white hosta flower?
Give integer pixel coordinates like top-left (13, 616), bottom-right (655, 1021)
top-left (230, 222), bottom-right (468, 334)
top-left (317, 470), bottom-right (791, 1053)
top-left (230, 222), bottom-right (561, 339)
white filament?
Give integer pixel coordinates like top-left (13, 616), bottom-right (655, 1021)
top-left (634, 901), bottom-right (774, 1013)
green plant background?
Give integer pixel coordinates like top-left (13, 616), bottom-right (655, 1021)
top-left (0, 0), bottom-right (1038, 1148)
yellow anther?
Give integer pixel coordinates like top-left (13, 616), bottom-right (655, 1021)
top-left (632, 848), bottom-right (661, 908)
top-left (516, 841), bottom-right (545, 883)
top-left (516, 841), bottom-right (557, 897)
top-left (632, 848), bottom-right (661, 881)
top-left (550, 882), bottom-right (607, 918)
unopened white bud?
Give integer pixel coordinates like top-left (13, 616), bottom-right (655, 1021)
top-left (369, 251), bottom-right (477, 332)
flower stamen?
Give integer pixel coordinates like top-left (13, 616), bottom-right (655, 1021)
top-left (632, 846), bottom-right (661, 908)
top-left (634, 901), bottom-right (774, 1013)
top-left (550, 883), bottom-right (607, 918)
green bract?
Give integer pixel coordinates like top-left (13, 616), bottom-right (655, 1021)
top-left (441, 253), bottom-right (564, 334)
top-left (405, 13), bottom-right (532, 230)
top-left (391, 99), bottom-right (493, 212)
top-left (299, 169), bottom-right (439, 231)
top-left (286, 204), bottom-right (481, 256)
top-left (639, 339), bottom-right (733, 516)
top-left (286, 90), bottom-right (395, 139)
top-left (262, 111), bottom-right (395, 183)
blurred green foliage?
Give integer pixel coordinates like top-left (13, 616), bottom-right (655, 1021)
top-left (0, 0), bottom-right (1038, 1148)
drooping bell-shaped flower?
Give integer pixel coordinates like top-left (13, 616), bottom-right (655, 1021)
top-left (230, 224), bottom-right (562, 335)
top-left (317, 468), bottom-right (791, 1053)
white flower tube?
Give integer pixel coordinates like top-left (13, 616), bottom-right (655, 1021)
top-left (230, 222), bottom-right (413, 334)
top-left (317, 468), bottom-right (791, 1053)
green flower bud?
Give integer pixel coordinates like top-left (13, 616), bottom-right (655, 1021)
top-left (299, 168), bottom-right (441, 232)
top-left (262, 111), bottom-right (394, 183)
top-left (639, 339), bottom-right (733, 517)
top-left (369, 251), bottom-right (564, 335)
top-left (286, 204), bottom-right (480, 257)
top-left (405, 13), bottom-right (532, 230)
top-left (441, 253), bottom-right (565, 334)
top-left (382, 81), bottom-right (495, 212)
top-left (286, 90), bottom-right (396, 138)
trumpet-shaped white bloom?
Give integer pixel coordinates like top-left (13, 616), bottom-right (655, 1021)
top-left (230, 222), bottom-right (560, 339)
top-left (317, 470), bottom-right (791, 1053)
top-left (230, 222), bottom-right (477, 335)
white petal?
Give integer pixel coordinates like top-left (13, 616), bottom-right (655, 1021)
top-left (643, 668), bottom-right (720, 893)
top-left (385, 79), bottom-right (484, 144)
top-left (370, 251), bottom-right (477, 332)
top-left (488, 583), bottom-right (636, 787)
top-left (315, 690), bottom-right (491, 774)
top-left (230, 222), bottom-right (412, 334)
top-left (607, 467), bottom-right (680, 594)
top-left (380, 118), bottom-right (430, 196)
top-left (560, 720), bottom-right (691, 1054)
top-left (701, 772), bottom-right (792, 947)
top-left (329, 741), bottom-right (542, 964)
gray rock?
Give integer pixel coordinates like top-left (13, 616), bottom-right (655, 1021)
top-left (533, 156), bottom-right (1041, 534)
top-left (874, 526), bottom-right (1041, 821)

_INSTRUCTIONS FOR THE TASK_
Put every line of the listing above into a JSON array of strings, one string per line, leaving out any blank lines.

_SOLUTION TO THIS PROBLEM_
[
  "white hosta flower?",
  "Give integer pixel coordinates like top-left (13, 616), bottom-right (655, 1021)",
  "top-left (230, 222), bottom-right (468, 334)",
  "top-left (317, 470), bottom-right (791, 1053)",
  "top-left (230, 222), bottom-right (561, 339)",
  "white filament?",
  "Give integer pixel coordinates like top-left (13, 616), bottom-right (655, 1021)",
  "top-left (634, 901), bottom-right (774, 1013)",
  "green plant background?",
  "Give integer pixel coordinates like top-left (13, 616), bottom-right (655, 1021)",
  "top-left (0, 0), bottom-right (1038, 1148)",
  "yellow anther?",
  "Give integer pixel coordinates like top-left (13, 616), bottom-right (655, 1021)",
  "top-left (632, 848), bottom-right (661, 908)",
  "top-left (516, 841), bottom-right (545, 883)",
  "top-left (516, 841), bottom-right (557, 897)",
  "top-left (632, 848), bottom-right (661, 881)",
  "top-left (550, 882), bottom-right (607, 918)",
  "unopened white bud?",
  "Give integer pixel coordinates like top-left (13, 616), bottom-right (655, 1021)",
  "top-left (369, 251), bottom-right (477, 332)",
  "flower stamen?",
  "Give integer pixel coordinates like top-left (13, 616), bottom-right (655, 1021)",
  "top-left (632, 846), bottom-right (661, 908)",
  "top-left (634, 901), bottom-right (774, 1013)",
  "top-left (550, 883), bottom-right (607, 918)",
  "green bract?",
  "Give integer pixel coordinates like top-left (13, 616), bottom-right (655, 1021)",
  "top-left (441, 253), bottom-right (564, 334)",
  "top-left (405, 13), bottom-right (532, 230)",
  "top-left (391, 99), bottom-right (493, 212)",
  "top-left (299, 169), bottom-right (439, 231)",
  "top-left (286, 204), bottom-right (481, 256)",
  "top-left (639, 339), bottom-right (733, 516)",
  "top-left (286, 90), bottom-right (395, 139)",
  "top-left (262, 111), bottom-right (395, 183)",
  "blurred green foliage?",
  "Give integer pixel coordinates like top-left (13, 616), bottom-right (655, 1021)",
  "top-left (0, 0), bottom-right (1038, 1148)",
  "drooping bell-shaped flower?",
  "Give integer pixel coordinates like top-left (13, 616), bottom-right (655, 1021)",
  "top-left (230, 224), bottom-right (562, 335)",
  "top-left (317, 468), bottom-right (791, 1053)",
  "white flower tube?",
  "Give integer pixel coordinates like top-left (13, 616), bottom-right (655, 1021)",
  "top-left (230, 222), bottom-right (413, 334)",
  "top-left (317, 468), bottom-right (791, 1053)",
  "green flower bud?",
  "Give integer pixel coordinates like top-left (13, 616), bottom-right (655, 1021)",
  "top-left (299, 168), bottom-right (441, 232)",
  "top-left (262, 111), bottom-right (394, 183)",
  "top-left (639, 339), bottom-right (733, 517)",
  "top-left (369, 251), bottom-right (564, 335)",
  "top-left (286, 204), bottom-right (480, 257)",
  "top-left (405, 13), bottom-right (532, 230)",
  "top-left (441, 253), bottom-right (565, 334)",
  "top-left (382, 81), bottom-right (495, 212)",
  "top-left (286, 90), bottom-right (396, 138)",
  "trumpet-shaped white bloom?",
  "Give integer pixel coordinates like top-left (13, 616), bottom-right (655, 1021)",
  "top-left (230, 222), bottom-right (560, 339)",
  "top-left (317, 470), bottom-right (791, 1053)",
  "top-left (230, 222), bottom-right (477, 335)",
  "white petal?",
  "Give integer pixel coordinates like top-left (13, 616), bottom-right (655, 1021)",
  "top-left (643, 668), bottom-right (720, 893)",
  "top-left (385, 79), bottom-right (484, 144)",
  "top-left (370, 251), bottom-right (477, 332)",
  "top-left (488, 583), bottom-right (636, 787)",
  "top-left (315, 690), bottom-right (491, 774)",
  "top-left (230, 222), bottom-right (412, 334)",
  "top-left (607, 467), bottom-right (680, 594)",
  "top-left (380, 118), bottom-right (430, 196)",
  "top-left (560, 720), bottom-right (691, 1054)",
  "top-left (701, 772), bottom-right (792, 947)",
  "top-left (329, 741), bottom-right (542, 964)",
  "gray rock?",
  "Give integer pixel coordinates like top-left (13, 616), bottom-right (655, 1021)",
  "top-left (533, 156), bottom-right (1041, 534)",
  "top-left (874, 526), bottom-right (1041, 821)"
]